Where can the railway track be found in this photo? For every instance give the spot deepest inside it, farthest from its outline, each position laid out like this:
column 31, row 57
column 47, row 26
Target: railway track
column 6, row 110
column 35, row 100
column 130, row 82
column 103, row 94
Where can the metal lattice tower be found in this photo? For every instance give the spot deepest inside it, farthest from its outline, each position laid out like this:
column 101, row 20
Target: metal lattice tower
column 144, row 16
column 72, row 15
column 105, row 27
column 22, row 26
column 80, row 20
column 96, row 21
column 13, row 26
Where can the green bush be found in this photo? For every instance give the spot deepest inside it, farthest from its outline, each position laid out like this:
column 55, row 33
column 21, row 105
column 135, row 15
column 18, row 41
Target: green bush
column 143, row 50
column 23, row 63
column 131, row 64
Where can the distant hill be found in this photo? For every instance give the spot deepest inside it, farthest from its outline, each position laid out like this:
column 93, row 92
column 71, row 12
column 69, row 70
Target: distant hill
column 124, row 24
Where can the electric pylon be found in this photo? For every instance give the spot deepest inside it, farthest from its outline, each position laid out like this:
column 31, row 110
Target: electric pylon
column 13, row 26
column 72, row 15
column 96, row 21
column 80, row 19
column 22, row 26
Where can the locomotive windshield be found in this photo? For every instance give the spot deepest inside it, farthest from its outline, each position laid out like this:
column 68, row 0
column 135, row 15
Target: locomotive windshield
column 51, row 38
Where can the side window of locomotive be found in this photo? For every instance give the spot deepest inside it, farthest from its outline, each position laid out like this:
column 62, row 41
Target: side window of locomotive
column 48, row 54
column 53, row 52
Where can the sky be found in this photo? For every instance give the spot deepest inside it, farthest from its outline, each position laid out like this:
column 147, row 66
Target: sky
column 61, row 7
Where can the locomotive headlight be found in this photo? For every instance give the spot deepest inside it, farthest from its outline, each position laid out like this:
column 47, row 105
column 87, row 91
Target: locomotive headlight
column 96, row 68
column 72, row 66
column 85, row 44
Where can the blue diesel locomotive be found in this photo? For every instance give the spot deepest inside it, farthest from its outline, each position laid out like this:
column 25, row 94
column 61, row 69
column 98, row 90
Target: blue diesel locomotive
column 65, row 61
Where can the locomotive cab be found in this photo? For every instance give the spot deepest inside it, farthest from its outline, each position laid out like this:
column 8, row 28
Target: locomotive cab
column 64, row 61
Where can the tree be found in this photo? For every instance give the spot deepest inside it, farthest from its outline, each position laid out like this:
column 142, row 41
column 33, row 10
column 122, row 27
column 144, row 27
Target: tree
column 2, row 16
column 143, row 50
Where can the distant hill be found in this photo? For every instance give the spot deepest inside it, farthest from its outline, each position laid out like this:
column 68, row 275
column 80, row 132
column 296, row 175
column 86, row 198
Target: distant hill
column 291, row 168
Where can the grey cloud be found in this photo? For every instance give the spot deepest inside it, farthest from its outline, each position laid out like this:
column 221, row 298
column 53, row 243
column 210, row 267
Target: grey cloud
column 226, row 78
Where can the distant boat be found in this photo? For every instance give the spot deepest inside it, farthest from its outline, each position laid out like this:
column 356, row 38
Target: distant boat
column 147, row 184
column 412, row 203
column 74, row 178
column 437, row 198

#####

What to do :: Starting at the line that contains "column 80, row 132", transcribe every line through the last line of the entries above, exactly, and nothing else.

The answer ::
column 80, row 132
column 296, row 175
column 86, row 198
Target: distant hill
column 291, row 168
Where can the grey cloud be found in this photo? For every instance give the spot deepest inside it, farthest from its outline, each position laid out like this:
column 221, row 298
column 53, row 243
column 210, row 267
Target: grey cloud
column 226, row 78
Where can the distant boat be found in this photo? For every instance give the spot deepest inside it, farthest from its outline, each position laid out like this:
column 356, row 38
Target: distant boat
column 147, row 184
column 412, row 203
column 74, row 178
column 437, row 198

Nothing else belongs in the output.